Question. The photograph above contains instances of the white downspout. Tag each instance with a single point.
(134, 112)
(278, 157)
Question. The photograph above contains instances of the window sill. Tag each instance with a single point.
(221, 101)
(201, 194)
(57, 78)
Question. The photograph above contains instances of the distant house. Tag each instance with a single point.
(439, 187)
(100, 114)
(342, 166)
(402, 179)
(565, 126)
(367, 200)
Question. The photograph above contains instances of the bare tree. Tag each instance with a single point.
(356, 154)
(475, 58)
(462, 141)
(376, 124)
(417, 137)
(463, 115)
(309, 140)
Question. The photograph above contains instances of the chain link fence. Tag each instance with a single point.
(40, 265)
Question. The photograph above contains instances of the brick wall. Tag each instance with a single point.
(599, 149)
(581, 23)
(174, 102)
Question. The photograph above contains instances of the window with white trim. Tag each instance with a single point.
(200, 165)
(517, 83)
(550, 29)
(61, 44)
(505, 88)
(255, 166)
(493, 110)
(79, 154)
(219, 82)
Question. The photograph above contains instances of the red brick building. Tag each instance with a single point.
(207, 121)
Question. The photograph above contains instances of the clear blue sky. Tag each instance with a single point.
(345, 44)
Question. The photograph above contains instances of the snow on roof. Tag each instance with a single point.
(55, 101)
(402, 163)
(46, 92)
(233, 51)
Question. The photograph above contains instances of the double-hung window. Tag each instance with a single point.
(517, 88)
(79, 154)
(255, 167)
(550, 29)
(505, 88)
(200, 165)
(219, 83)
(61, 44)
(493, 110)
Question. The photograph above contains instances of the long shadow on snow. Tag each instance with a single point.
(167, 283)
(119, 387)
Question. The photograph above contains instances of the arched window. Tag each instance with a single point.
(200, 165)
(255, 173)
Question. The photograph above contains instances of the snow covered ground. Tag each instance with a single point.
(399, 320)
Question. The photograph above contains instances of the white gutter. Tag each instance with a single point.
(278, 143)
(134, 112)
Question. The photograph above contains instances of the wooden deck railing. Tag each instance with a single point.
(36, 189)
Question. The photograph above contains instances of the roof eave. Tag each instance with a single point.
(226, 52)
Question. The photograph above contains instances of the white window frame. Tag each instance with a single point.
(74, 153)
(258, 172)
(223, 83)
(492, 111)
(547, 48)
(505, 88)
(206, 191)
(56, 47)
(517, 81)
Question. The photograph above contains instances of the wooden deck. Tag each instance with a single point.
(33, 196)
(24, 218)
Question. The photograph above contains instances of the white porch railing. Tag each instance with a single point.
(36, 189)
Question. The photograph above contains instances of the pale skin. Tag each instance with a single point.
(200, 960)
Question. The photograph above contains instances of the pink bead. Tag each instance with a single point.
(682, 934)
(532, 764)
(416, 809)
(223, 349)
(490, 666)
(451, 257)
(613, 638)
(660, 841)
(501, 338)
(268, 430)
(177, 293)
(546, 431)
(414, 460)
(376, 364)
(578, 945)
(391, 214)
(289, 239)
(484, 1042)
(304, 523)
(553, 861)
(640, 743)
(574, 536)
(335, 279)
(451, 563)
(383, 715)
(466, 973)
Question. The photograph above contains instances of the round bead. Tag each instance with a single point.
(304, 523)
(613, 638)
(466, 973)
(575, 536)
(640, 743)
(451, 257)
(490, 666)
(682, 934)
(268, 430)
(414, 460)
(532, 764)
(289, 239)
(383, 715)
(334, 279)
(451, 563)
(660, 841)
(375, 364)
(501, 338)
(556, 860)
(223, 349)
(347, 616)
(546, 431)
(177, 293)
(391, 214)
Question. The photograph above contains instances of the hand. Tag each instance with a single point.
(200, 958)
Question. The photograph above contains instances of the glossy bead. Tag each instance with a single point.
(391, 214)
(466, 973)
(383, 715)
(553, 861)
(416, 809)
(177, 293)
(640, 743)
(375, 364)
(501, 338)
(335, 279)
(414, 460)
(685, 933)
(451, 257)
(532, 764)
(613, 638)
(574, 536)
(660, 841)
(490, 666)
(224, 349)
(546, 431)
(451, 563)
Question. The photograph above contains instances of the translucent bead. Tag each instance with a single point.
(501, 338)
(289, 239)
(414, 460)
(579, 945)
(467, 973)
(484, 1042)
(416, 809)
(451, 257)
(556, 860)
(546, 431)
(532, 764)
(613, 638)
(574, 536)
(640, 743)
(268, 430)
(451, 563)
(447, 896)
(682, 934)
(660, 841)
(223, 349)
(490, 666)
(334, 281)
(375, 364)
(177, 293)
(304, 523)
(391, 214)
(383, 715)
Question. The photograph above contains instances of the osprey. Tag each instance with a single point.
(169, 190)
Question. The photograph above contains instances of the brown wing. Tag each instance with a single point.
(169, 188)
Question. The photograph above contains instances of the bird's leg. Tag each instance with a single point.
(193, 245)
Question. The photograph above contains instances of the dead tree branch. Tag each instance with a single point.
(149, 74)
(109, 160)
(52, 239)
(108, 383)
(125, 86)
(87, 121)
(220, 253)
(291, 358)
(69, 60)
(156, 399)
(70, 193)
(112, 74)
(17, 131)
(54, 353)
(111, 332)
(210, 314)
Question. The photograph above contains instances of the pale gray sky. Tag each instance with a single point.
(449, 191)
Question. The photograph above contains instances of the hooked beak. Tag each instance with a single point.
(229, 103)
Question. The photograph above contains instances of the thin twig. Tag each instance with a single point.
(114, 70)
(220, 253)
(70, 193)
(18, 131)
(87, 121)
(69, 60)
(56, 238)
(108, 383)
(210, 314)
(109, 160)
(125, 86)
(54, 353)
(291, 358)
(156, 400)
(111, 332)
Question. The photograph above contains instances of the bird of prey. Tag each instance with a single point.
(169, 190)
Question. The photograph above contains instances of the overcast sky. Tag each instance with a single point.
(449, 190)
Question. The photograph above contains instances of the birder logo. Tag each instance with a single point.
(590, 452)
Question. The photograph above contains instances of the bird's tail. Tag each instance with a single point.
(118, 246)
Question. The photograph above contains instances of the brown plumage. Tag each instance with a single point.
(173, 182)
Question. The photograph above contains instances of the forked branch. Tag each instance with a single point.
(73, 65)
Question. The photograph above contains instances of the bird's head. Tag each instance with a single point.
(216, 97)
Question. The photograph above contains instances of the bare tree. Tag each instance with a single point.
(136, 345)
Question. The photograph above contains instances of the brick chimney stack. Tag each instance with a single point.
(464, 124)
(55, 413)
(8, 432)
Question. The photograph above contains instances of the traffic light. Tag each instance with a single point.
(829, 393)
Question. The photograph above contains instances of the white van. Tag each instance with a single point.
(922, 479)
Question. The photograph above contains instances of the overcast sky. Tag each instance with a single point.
▬▬▬▬▬▬▬▬▬▬
From the "the pale gray" line to the close of the listing, restate each line word for word.

Exercise output:
Question. The photograph above contains instances of the pale gray sky. Tag each instance with a single point.
(449, 191)
Question. The photograph above contains instances of the hooked beak. Tag each instance with a single point.
(229, 103)
Question. The photograph above contains instances of the thin twig. Tag each instance with a single point.
(114, 70)
(220, 253)
(70, 193)
(18, 131)
(87, 121)
(69, 60)
(56, 238)
(108, 383)
(210, 314)
(109, 160)
(125, 86)
(54, 353)
(291, 358)
(156, 400)
(111, 332)
Question. The photograph above contains instances of the bird of prey. Tag each instance with a single point.
(169, 190)
Question. The photograph above contains instances of the overcast sky. Tag each instance with a single point.
(449, 190)
Question. The photograph above contains instances of the birder logo. Tag each instance with a single point.
(590, 452)
Question. The photograph above contains instances of the bird's tail. Tag each instance with a single point.
(118, 246)
Question. The photograph above contains instances of the brown plumage. Tag each instance with a single point.
(173, 182)
Question. The photograph above contains instances of the forked branch. Tag each instance with a single point.
(73, 65)
Question. The photograph above contains instances of the bird's head. Tag each instance with a single point.
(216, 97)
Question. The photograph above contains instances of the bare tree. Tag each instance with a single point.
(136, 345)
Question. The photograph above contains instances of the brick chimney stack. Tag each instance with a single point.
(464, 124)
(55, 413)
(8, 432)
Question. The photograph above contains instances of the traffic light. Tag each instance with a single point.
(829, 393)
Question. The photograph above contains instances of the white van. Tag each instance with a single point.
(922, 479)
Question. The photograph above contains instances of the overcast sky. Tag each instance with a single point.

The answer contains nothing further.